**Do this**
Rewrite the data starting at the beginning and ending at the line containing "385 195 1115 300", swapping "Zoom in on" for "Locate" everywhere it appears and leaving everything else untouched.

**Data provided**
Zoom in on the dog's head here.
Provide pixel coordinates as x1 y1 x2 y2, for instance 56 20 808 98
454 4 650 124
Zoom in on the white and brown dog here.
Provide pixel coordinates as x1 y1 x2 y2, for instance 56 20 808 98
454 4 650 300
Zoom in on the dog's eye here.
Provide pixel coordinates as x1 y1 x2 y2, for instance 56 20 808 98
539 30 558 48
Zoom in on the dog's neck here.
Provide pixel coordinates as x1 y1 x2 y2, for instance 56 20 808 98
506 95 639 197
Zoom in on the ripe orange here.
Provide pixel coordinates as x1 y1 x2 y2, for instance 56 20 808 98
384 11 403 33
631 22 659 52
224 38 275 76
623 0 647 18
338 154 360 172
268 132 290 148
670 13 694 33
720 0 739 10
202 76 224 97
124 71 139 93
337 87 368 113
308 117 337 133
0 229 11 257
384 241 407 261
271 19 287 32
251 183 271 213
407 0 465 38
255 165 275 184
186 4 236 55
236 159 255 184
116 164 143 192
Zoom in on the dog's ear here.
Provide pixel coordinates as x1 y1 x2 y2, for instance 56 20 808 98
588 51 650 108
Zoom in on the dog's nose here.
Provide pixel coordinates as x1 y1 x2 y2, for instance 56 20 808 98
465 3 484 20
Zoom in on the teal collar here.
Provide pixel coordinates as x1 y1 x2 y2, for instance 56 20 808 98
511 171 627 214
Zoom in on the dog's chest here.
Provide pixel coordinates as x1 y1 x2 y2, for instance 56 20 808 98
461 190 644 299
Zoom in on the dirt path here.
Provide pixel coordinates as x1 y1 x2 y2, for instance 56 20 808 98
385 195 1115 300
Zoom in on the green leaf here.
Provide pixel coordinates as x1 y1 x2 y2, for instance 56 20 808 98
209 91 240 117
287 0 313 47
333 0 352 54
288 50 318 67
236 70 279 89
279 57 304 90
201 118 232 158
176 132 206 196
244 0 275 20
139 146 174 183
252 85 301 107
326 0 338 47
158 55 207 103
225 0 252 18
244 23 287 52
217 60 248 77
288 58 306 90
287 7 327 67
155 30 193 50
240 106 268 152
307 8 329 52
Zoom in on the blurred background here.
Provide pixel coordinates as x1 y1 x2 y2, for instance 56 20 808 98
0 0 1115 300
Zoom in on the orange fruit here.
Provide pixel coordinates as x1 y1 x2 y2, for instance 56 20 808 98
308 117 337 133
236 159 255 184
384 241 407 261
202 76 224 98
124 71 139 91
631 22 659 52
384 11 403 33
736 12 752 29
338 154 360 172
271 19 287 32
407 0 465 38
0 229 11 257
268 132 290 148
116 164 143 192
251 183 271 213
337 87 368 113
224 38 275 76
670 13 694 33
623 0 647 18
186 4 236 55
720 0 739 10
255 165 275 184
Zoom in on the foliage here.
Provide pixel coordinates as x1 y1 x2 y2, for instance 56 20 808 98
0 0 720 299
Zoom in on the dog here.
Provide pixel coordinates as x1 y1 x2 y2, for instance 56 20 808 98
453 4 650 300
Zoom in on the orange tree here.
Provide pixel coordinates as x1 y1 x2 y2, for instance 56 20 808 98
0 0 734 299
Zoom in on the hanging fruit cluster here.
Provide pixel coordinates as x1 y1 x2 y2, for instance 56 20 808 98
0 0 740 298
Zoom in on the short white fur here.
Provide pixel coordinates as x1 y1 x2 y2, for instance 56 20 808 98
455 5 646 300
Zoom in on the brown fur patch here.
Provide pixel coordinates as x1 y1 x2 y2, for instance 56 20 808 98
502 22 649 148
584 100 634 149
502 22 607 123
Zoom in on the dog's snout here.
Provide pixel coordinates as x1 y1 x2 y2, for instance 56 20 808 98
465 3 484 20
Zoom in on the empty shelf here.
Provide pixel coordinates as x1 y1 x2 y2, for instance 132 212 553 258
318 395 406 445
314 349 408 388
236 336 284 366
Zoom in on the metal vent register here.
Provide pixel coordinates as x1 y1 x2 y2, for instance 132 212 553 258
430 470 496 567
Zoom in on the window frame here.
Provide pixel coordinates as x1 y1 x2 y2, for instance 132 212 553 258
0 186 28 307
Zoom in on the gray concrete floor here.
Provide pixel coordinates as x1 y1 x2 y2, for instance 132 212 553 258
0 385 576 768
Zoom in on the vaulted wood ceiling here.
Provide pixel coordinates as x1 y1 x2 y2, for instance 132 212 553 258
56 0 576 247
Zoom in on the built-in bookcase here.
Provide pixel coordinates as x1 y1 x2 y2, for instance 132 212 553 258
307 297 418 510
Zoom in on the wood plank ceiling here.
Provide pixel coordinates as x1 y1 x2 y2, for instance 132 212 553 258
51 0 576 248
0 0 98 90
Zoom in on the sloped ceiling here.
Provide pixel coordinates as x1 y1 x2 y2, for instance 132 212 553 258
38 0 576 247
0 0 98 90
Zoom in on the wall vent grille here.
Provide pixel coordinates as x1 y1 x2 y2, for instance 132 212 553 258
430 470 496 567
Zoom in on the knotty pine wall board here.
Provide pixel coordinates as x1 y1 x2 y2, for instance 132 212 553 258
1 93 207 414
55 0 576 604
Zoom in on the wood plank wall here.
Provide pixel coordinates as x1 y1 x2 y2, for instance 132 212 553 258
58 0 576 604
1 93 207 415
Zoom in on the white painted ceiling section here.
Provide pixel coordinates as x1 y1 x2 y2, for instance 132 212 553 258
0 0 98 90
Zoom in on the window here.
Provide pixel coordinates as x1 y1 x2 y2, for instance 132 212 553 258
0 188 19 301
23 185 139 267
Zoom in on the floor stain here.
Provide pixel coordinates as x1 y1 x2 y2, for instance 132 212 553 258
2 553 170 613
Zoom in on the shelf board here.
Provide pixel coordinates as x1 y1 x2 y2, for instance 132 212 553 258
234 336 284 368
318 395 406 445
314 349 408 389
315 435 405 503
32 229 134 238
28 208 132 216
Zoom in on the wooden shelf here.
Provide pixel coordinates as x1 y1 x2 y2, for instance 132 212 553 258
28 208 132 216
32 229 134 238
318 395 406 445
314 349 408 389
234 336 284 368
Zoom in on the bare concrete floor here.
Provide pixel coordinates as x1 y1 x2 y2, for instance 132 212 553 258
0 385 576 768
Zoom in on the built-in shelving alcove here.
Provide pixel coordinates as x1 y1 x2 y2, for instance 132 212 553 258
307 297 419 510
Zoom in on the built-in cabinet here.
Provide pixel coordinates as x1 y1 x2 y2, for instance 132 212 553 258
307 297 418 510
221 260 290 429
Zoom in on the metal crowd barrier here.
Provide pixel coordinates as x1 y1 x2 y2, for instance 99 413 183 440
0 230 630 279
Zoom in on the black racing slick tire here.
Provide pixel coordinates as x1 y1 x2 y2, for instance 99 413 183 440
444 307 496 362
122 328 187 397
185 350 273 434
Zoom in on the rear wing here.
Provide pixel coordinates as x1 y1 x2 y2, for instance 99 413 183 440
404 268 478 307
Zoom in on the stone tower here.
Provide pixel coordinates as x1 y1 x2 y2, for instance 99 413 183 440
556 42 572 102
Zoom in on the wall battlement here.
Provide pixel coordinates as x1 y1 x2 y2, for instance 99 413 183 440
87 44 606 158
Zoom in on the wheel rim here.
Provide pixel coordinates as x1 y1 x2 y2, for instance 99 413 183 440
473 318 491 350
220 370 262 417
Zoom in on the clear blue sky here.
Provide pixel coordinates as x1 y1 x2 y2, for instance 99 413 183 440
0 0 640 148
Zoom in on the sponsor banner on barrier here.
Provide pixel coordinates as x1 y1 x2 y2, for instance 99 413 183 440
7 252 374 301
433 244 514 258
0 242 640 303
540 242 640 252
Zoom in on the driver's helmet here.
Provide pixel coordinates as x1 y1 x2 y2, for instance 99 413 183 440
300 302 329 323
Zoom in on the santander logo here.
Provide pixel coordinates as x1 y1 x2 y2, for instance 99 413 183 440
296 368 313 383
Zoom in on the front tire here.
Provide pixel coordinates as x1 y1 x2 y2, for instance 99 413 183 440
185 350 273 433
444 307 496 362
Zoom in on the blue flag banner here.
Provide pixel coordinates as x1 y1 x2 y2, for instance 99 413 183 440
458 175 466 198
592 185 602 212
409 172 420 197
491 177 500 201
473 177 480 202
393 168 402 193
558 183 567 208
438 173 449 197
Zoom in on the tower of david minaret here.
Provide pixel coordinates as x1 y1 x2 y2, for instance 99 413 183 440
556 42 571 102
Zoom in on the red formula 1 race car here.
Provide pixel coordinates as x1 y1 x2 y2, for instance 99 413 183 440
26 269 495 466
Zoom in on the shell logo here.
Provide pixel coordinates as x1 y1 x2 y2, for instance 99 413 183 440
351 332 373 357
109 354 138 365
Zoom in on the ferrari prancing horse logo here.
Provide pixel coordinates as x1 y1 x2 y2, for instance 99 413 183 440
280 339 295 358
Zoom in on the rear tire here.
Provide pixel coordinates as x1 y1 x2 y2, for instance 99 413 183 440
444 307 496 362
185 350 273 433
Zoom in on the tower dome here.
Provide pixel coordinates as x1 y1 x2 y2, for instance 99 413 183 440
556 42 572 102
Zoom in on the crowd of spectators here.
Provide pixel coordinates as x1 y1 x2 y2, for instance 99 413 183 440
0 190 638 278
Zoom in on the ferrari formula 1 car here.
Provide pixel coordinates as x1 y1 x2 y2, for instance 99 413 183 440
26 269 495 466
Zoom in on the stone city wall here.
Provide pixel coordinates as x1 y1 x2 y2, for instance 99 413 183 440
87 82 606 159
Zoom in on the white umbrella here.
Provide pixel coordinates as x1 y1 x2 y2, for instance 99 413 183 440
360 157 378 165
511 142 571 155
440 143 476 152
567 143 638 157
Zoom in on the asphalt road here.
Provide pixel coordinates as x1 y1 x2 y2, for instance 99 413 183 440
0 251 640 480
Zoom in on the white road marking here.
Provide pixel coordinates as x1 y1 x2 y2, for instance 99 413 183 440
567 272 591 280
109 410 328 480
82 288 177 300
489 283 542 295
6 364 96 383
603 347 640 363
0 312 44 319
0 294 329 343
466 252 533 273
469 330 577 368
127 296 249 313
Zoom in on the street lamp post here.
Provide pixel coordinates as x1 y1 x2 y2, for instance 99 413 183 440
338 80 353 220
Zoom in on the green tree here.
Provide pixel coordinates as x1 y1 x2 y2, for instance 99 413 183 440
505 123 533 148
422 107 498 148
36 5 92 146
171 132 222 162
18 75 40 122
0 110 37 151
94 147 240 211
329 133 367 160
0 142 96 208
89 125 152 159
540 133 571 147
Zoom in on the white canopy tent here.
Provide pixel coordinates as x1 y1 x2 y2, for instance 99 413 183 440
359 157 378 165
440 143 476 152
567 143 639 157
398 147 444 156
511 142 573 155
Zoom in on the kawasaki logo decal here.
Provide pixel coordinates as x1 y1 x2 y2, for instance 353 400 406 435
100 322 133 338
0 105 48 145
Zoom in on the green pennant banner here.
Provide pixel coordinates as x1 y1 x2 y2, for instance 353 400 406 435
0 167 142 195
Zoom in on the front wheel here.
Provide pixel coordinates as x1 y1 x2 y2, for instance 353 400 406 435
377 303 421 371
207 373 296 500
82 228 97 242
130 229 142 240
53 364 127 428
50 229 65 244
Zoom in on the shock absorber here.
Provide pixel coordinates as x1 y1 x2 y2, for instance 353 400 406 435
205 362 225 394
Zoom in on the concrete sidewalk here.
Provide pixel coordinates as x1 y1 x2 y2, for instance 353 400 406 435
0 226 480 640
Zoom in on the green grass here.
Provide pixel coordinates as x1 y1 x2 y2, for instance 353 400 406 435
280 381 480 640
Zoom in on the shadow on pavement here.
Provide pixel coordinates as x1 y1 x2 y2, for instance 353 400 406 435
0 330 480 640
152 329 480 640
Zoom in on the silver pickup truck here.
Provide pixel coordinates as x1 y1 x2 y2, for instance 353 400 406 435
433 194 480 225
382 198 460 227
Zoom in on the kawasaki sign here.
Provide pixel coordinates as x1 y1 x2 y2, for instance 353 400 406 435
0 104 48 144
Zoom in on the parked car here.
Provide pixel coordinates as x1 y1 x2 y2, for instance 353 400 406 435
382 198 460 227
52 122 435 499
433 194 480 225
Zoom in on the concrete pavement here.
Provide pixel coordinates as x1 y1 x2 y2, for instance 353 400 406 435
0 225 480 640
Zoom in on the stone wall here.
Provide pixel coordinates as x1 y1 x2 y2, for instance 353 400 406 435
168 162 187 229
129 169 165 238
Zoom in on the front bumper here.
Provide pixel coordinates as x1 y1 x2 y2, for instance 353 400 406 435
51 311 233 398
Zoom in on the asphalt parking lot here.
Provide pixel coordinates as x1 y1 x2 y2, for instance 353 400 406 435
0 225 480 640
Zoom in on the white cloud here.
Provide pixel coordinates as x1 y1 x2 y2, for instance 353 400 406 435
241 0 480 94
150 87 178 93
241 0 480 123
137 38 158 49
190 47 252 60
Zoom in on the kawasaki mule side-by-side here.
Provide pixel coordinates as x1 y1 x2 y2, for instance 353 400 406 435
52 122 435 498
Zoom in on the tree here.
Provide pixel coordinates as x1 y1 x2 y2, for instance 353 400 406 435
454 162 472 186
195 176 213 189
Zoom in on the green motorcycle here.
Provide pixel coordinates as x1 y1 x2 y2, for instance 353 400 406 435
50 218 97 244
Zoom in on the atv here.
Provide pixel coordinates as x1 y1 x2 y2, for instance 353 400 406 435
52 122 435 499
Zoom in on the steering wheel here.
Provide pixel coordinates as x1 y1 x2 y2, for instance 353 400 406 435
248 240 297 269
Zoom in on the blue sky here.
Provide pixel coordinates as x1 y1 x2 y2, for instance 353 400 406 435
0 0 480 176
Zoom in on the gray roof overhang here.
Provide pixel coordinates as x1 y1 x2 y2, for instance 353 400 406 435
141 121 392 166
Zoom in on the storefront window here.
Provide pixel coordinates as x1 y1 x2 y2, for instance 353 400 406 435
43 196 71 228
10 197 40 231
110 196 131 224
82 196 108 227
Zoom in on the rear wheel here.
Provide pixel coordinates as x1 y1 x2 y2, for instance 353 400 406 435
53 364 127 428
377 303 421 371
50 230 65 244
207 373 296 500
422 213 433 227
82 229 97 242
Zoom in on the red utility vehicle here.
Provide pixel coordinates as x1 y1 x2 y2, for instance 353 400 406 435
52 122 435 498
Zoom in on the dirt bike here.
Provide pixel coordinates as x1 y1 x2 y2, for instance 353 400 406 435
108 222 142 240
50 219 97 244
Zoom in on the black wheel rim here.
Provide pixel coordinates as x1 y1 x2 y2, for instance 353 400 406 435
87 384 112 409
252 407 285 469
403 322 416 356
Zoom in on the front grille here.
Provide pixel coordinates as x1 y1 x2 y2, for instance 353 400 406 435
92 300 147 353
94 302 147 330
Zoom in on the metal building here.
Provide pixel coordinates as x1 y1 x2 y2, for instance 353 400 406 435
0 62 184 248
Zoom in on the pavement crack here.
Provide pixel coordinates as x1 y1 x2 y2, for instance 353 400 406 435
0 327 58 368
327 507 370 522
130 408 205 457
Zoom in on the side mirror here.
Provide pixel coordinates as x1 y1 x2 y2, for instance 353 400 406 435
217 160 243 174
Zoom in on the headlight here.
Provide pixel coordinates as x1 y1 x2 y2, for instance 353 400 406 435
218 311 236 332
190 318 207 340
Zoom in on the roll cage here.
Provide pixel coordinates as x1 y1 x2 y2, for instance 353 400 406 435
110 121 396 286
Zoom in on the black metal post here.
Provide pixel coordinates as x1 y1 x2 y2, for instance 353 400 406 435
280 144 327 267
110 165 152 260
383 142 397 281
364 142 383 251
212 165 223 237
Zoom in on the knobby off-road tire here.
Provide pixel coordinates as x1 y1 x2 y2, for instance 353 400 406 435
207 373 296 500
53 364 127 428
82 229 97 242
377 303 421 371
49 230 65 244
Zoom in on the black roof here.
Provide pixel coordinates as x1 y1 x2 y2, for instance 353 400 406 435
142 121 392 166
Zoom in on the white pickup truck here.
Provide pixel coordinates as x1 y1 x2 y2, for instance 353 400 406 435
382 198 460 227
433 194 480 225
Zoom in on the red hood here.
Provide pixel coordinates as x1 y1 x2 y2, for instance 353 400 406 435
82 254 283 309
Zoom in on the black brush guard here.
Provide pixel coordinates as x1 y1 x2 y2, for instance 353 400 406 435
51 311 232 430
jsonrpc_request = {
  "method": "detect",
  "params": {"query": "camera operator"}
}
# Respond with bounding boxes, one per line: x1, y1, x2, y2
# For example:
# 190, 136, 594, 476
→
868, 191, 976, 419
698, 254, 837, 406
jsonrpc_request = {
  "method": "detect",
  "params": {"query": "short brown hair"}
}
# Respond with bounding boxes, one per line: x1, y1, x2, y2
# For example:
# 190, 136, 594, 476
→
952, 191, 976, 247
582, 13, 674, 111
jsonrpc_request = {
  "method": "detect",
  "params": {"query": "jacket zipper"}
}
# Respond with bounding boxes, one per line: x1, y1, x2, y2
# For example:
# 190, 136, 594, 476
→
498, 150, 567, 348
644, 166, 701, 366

**Worked solution**
Locate the dog's head here.
Provide pixel coordinates as x1 y1 x2 y2, for instance 56 20 808 98
454 4 650 124
Locate the white and brown dog here.
Provide pixel coordinates as x1 y1 x2 y2, for instance 56 20 808 98
454 4 650 300
Locate the dog's eye here.
Provide pixel coordinates as x1 y1 x2 y2, for instance 56 20 808 98
539 30 558 48
Locate the dog's neck here.
Provide pixel coordinates as x1 y1 x2 y2, for instance 56 20 808 98
506 95 639 197
Locate the ripe orange here.
Provide pixel coordinates as x1 y1 x2 y2, for instance 56 20 808 98
384 11 403 33
631 22 659 52
224 38 275 76
623 0 647 18
338 154 360 172
268 132 290 148
670 13 694 33
720 0 739 10
202 76 224 97
124 71 139 93
337 87 368 113
308 117 337 133
0 229 11 257
384 241 407 261
271 19 287 32
251 183 271 213
407 0 465 38
255 165 275 184
186 4 236 55
236 159 255 184
116 164 143 192
Locate the dog's ear here.
Provide pixel coordinates as x1 y1 x2 y2, for instance 56 20 808 98
588 51 650 108
Locate the dog's nose here.
Provide pixel coordinates as x1 y1 x2 y2, for instance 56 20 808 98
465 3 484 20
Locate the teal collar here.
Provide pixel coordinates as x1 y1 x2 y2, for instance 56 20 808 98
511 171 627 214
Locate the dog's chest here.
Provide pixel coordinates as x1 y1 x2 y2, for instance 56 20 808 98
461 190 644 299
Locate the dirt path here.
Provide pixel coordinates as x1 y1 x2 y2, for instance 56 20 808 98
385 195 1115 300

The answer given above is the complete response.